Records
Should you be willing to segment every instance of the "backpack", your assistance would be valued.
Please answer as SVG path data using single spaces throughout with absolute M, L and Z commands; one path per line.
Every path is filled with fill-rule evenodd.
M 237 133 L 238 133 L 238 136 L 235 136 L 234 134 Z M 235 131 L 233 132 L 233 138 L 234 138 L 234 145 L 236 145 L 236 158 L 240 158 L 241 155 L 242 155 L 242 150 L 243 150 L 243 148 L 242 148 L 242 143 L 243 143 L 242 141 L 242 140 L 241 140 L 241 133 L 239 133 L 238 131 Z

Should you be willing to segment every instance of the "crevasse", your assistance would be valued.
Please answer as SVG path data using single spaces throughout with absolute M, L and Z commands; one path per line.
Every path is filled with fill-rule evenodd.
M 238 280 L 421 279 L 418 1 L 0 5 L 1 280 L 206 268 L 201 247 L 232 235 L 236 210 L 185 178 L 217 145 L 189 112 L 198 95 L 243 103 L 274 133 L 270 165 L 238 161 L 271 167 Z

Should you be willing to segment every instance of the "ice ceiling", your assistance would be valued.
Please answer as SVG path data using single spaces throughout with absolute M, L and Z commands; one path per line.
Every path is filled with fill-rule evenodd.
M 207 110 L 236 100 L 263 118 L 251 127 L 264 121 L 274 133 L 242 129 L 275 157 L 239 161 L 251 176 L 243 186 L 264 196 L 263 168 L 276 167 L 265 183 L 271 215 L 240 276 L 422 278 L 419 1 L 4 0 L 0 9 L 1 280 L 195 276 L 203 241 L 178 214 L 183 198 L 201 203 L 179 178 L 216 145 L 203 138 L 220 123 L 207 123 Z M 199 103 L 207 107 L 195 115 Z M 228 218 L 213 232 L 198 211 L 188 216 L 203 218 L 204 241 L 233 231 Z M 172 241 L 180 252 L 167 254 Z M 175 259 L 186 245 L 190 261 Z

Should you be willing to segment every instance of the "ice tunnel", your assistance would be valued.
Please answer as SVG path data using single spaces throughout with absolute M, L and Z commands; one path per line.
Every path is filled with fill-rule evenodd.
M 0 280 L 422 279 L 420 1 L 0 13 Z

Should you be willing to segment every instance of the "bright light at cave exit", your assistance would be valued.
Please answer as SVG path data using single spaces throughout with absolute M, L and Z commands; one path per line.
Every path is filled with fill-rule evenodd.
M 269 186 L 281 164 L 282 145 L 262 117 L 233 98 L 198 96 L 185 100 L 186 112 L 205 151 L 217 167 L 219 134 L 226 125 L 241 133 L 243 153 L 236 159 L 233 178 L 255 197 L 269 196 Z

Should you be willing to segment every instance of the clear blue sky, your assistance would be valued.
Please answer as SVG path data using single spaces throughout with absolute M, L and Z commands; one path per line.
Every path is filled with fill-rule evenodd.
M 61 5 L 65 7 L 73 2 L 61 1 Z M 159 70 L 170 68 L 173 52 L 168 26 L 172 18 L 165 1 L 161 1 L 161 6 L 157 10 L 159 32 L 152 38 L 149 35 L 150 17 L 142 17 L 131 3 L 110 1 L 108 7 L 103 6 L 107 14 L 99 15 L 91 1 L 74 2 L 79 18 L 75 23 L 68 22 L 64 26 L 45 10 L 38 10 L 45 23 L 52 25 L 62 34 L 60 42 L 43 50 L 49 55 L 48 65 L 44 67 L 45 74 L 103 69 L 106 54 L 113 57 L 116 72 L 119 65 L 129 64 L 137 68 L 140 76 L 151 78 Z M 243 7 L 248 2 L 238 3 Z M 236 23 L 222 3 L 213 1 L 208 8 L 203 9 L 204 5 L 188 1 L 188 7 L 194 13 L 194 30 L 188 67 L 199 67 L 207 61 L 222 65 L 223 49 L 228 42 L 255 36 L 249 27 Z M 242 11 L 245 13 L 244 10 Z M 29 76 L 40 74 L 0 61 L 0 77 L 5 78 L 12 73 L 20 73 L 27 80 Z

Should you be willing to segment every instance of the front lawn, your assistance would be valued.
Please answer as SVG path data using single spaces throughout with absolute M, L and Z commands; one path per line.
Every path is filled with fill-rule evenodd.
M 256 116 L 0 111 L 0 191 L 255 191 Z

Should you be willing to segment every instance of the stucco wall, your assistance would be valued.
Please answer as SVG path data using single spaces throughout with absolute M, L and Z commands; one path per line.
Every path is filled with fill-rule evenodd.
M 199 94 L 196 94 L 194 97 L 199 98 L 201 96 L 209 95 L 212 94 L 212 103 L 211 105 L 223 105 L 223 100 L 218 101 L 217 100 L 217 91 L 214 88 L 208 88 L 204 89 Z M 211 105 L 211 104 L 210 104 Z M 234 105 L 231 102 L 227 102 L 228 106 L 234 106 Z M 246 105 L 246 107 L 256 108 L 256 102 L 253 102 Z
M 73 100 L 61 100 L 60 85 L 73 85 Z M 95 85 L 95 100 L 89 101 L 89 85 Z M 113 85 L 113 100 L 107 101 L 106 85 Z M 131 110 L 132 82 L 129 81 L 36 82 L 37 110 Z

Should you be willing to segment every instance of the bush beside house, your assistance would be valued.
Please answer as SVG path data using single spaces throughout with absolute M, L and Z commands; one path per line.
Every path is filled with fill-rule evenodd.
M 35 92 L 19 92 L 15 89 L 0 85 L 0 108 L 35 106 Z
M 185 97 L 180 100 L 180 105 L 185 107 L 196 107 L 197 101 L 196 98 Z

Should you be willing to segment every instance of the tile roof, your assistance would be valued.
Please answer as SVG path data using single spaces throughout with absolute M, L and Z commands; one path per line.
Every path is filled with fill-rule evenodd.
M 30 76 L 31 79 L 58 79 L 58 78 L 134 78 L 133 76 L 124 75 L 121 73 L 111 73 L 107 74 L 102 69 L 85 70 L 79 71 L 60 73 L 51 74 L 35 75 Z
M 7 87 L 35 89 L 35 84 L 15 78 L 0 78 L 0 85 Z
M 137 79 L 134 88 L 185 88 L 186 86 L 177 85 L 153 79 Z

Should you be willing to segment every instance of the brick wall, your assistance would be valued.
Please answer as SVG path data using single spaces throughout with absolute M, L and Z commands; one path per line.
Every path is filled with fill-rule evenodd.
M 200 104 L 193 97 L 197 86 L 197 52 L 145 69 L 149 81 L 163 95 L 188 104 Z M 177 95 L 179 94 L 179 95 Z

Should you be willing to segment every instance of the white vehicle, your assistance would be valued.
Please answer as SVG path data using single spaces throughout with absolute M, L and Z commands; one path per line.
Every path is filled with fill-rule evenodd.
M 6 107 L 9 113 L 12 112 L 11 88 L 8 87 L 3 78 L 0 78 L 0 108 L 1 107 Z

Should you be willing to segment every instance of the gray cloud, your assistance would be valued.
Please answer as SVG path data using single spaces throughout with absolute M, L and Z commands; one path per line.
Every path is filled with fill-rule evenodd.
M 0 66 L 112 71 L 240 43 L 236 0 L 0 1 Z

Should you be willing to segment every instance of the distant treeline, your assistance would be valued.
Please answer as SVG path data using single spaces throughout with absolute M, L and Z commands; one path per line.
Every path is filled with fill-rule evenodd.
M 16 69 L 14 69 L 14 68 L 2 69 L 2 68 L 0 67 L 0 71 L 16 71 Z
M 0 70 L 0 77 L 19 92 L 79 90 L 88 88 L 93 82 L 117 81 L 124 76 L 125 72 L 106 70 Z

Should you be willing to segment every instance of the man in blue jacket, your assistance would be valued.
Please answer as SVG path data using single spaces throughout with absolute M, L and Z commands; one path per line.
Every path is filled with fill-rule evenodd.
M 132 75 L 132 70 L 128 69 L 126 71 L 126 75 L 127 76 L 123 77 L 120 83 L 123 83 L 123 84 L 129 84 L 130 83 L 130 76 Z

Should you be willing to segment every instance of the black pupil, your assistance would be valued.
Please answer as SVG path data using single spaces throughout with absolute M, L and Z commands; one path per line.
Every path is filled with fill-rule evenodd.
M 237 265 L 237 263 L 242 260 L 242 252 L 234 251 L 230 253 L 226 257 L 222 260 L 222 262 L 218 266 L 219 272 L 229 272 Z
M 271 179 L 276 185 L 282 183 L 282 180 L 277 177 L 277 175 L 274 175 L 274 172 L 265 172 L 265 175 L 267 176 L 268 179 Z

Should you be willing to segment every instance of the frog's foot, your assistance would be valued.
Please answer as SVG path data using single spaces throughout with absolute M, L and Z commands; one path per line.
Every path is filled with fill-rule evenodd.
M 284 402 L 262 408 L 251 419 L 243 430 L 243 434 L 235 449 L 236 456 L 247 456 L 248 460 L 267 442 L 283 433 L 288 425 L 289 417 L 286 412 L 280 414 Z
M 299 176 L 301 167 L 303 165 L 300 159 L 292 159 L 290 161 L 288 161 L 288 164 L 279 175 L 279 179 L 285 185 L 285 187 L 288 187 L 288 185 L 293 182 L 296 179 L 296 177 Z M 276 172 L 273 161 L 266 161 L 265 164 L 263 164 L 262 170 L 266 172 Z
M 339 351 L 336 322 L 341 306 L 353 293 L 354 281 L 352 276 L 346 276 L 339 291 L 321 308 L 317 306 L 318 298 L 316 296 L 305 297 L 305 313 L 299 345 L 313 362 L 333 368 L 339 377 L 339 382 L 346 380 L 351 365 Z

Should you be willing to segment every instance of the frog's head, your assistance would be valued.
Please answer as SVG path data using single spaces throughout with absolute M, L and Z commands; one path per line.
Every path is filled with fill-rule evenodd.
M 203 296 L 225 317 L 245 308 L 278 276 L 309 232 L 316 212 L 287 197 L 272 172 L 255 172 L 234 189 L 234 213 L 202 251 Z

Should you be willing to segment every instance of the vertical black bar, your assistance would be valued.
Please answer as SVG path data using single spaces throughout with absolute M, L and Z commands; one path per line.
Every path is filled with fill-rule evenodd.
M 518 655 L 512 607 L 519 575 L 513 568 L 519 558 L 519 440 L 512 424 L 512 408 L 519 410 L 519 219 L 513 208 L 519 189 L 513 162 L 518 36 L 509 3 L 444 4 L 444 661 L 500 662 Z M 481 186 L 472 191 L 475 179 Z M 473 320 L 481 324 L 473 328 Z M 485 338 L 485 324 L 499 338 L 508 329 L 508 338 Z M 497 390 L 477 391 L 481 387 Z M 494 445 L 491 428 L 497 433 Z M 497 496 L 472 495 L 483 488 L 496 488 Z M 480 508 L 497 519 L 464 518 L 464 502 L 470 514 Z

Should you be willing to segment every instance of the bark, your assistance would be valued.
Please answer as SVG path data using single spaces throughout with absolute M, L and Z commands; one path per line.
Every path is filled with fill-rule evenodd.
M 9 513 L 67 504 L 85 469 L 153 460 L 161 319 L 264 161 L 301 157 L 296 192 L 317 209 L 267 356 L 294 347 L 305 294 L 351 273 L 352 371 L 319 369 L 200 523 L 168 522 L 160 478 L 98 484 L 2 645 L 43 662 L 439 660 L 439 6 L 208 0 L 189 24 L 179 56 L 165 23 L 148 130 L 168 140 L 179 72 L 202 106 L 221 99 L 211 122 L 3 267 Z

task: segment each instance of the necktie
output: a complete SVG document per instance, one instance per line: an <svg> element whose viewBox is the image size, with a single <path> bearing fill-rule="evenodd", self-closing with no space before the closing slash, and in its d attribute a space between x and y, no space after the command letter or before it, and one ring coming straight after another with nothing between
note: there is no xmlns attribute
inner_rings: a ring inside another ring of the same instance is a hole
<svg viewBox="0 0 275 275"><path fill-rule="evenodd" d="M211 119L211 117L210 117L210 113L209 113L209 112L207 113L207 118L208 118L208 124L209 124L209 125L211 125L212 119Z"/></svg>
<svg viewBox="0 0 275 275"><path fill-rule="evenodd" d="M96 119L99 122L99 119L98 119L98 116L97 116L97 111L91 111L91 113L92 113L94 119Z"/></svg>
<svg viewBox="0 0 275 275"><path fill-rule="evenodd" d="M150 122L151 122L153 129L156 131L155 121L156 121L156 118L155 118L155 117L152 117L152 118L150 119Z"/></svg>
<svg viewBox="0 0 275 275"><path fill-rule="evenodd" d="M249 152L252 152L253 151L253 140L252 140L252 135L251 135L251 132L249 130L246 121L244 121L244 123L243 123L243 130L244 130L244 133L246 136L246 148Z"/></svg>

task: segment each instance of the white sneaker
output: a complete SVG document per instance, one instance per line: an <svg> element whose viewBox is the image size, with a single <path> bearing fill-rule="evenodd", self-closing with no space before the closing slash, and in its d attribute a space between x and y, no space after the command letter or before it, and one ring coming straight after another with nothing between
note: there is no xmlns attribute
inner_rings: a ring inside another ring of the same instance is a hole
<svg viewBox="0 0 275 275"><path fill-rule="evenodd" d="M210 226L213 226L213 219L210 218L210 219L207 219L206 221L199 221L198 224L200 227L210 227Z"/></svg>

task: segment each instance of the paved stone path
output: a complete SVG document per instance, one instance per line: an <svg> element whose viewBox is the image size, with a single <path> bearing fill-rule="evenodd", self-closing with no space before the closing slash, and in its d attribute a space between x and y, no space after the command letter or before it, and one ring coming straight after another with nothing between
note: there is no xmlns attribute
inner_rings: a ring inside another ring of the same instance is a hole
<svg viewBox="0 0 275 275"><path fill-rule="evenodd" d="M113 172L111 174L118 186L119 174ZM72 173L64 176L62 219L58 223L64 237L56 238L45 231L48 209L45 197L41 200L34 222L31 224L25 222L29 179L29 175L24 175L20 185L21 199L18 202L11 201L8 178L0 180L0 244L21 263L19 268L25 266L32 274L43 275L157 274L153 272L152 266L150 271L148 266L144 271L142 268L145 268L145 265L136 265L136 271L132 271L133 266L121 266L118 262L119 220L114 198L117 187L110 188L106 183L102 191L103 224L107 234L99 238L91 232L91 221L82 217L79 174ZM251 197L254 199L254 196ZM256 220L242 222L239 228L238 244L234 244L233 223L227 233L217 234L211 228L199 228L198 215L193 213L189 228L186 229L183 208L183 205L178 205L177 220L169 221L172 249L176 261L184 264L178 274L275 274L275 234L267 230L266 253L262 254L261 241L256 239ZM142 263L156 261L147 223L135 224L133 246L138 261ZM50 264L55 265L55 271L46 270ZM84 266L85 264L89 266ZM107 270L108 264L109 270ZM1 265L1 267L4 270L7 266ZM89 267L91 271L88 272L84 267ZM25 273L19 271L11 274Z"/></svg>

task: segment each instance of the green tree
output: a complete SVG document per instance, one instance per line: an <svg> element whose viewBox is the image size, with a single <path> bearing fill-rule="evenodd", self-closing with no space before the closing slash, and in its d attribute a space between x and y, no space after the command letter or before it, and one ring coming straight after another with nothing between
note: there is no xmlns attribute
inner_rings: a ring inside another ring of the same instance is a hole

What you have to do:
Copy, word for word, the lines of the listing from the one containing "head, your assistance would be valued." through the one containing "M 203 296 L", including both of those lines.

Written solution:
Should you be willing to segment every instance of the frog's head, your assistance would be valued.
Please answer as SVG path data using single spaces throughout with absolute M, L and Z commands; one path per line.
Every path is filled with fill-rule evenodd.
M 203 296 L 225 317 L 245 308 L 278 276 L 309 232 L 316 212 L 287 197 L 272 172 L 255 172 L 234 189 L 234 213 L 202 251 Z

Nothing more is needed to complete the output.